PROBLEM DETAILS:
Output every line of the items below as a numbered list, skipping blank lines. Leave the pictures out.

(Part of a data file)
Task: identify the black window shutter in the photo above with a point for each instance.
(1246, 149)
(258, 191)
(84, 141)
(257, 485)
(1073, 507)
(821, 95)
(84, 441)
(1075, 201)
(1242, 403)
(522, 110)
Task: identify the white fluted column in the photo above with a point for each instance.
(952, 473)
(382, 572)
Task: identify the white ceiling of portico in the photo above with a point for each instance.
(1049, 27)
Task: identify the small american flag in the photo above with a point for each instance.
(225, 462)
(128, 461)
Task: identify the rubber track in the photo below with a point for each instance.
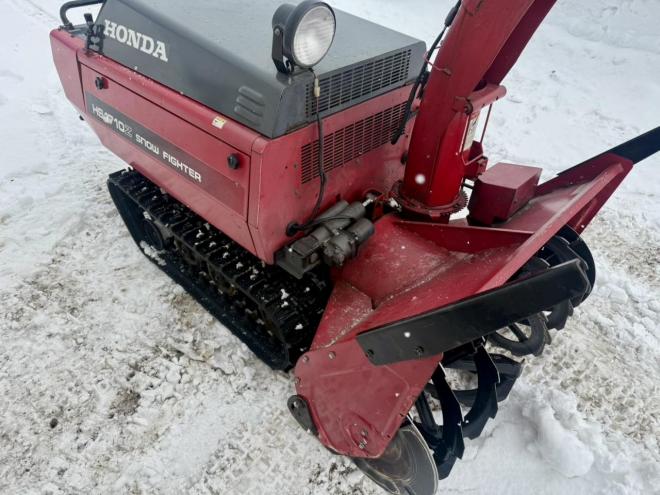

ANSWER TO THIS EXERCISE:
1. Task: identify the black window shutter in the photo above with a point for each instance.
2. (1246, 149)
3. (258, 191)
4. (84, 141)
5. (257, 485)
6. (1073, 507)
7. (821, 95)
8. (84, 441)
9. (1075, 201)
10. (1242, 403)
11. (522, 110)
12. Task: identify the white fluted column in the photo above with a point for each instance.
13. (952, 473)
14. (382, 572)
15. Task: identify the white ceiling of portico in the photo above with a point for each instance.
16. (1049, 27)
17. Task: identify the small american flag in the photo above with a point for each instance.
18. (225, 462)
19. (128, 461)
20. Task: identify the rubber track in the photo below with a point for each instance.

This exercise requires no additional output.